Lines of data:
======
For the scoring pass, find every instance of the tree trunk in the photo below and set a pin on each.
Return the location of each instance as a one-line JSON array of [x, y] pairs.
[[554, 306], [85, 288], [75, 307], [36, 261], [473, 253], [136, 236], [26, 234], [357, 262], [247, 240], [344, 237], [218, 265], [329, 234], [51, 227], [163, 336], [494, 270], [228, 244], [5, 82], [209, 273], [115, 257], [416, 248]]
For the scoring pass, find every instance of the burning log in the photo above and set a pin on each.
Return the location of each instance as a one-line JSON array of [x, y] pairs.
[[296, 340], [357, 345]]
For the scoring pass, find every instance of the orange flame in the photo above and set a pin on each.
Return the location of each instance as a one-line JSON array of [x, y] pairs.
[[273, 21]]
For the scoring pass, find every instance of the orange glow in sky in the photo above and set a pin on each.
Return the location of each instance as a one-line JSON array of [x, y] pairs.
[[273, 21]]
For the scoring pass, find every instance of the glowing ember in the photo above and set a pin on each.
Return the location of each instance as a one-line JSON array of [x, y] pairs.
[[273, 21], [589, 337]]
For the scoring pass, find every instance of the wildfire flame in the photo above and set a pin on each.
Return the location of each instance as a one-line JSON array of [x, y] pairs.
======
▶ [Task details]:
Switch "set a pin" to "place a marker" in the lines running from the one containing "For the scoring pass, find every instance of the orange flame" through the one containing "[[273, 21], [589, 337]]", and give back only those lines with everything else unchanged.

▶ [Solution for this task]:
For the scoring pass, find every instance of the orange flame in the photo above and place a marker on each.
Return the location of each instance as a one-line JSON array of [x, y] pairs.
[[273, 21]]
For the scoring pass, find every instance of the orange glow in sky in the photo above and place a marker on each.
Return the location of each instance as a one-line JSON array of [x, y] pairs.
[[273, 21]]
For the scoring pass, find every instance of the glowing ember in the photo above and place a marker on each.
Return the location of each instance as a one-line JSON array of [x, y] pairs.
[[273, 21], [589, 337]]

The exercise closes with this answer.